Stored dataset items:
####################

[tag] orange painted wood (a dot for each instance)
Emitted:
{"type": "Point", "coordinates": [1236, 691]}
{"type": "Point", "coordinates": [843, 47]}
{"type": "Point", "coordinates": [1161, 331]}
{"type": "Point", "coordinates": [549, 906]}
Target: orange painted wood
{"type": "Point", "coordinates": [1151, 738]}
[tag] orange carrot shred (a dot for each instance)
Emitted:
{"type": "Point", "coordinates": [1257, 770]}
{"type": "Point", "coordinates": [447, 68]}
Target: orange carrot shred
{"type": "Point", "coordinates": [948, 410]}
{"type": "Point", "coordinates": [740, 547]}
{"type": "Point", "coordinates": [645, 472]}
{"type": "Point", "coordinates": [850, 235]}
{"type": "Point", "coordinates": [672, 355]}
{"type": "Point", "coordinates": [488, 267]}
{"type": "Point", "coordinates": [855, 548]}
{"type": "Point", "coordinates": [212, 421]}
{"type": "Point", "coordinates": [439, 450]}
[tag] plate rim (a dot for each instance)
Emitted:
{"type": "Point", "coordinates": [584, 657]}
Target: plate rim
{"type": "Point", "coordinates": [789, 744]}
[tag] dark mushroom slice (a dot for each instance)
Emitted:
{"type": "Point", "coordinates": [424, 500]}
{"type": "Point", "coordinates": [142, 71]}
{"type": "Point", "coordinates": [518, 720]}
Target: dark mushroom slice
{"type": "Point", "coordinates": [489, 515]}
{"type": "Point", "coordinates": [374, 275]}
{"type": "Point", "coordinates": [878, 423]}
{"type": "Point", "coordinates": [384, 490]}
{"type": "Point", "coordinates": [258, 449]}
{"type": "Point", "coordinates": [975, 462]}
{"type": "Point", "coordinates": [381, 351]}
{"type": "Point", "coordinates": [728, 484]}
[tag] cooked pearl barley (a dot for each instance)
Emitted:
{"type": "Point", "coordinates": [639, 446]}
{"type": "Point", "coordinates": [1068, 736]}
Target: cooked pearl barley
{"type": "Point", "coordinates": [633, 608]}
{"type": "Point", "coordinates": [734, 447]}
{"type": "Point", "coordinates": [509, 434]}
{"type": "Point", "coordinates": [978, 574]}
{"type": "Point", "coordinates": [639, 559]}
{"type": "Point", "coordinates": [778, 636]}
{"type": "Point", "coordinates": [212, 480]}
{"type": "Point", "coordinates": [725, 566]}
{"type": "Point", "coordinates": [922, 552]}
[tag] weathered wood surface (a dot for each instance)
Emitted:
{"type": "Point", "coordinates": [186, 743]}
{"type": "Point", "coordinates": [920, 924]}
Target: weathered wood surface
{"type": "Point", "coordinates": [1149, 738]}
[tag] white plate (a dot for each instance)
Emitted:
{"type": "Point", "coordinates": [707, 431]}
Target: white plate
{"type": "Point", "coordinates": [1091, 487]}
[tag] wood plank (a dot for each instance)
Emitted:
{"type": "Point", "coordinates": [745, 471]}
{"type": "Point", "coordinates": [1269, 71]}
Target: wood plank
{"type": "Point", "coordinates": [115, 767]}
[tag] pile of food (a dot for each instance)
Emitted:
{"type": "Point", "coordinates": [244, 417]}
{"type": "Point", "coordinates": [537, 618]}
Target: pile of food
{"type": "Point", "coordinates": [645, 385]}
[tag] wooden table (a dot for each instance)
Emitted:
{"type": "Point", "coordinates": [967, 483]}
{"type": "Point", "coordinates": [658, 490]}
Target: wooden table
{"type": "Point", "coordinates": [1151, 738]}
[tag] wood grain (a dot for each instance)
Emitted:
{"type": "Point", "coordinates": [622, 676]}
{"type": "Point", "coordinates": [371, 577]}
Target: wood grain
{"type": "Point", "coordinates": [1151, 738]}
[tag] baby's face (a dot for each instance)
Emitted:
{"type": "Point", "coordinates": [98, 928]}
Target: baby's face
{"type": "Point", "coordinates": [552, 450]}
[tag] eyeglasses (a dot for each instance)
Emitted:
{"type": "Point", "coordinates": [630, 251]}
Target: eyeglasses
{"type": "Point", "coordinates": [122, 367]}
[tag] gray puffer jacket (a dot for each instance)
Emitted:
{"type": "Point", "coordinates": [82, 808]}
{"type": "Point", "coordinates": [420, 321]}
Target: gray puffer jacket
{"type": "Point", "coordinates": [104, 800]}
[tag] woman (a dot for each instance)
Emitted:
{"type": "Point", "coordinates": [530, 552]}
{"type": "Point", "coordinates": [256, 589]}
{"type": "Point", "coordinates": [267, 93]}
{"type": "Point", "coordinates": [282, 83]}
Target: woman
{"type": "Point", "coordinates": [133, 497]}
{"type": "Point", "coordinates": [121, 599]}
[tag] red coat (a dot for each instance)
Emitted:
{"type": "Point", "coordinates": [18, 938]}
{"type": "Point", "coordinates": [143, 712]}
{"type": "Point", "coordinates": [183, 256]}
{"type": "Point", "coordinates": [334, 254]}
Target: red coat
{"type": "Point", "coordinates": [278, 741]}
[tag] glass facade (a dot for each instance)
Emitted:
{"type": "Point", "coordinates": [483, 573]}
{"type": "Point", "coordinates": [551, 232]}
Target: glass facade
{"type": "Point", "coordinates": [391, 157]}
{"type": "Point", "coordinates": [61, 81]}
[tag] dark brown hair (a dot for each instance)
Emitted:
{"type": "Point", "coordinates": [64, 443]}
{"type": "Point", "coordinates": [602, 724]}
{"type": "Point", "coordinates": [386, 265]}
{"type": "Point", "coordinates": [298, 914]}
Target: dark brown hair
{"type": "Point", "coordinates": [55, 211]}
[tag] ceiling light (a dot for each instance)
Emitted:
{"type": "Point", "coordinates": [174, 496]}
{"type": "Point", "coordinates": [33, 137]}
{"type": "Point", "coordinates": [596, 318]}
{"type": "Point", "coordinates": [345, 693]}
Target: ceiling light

####################

WORK REQUEST — Copy out, in full, each line above that has the word "light" in it.

EXERCISE SOLUTION —
[tag] ceiling light (a dot for each instance)
Target: ceiling light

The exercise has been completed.